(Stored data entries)

━━━━━━━━━━━━━━━━━━━━━━━━━━━━━━

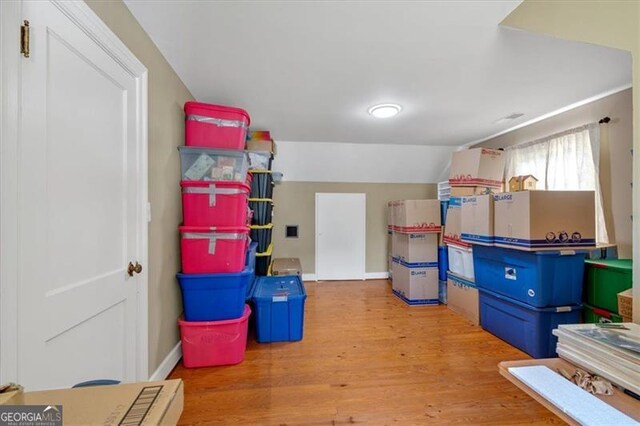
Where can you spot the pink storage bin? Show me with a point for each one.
(210, 343)
(215, 126)
(211, 250)
(219, 203)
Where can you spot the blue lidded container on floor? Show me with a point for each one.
(537, 278)
(526, 327)
(279, 308)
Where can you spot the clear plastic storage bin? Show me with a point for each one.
(213, 164)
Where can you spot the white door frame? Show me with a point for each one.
(364, 226)
(10, 78)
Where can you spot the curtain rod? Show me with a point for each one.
(555, 135)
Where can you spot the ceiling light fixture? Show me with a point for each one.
(384, 110)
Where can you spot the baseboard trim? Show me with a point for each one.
(376, 275)
(167, 364)
(367, 276)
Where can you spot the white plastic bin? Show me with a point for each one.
(461, 261)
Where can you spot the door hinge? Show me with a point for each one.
(24, 39)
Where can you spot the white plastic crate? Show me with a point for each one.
(461, 261)
(444, 191)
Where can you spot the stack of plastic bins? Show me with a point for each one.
(279, 308)
(525, 295)
(216, 266)
(604, 279)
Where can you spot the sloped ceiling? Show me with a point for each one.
(308, 71)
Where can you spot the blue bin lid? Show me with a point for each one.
(554, 309)
(461, 280)
(279, 287)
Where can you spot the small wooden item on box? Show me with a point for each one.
(522, 183)
(286, 266)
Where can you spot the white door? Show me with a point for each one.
(81, 206)
(340, 236)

━━━━━━━━━━━━━━━━━━━━━━━━━━━━━━

▸ **What you should do**: The result consists of the line with "Where can you spot the sloped" through the last line of the entries above, repeated exactly and with nothing else.

▸ **Exercise result**:
Where can you spot the sloped ceiling? Show me with a point for each one.
(308, 71)
Where can you spot the blue bin lid? Show me with a point for each one.
(554, 309)
(461, 280)
(279, 287)
Where can you spot the small wooden item on box? Show me with a point for each one.
(522, 183)
(286, 266)
Where can you spot the white door? Show me with a point for each one.
(81, 206)
(340, 236)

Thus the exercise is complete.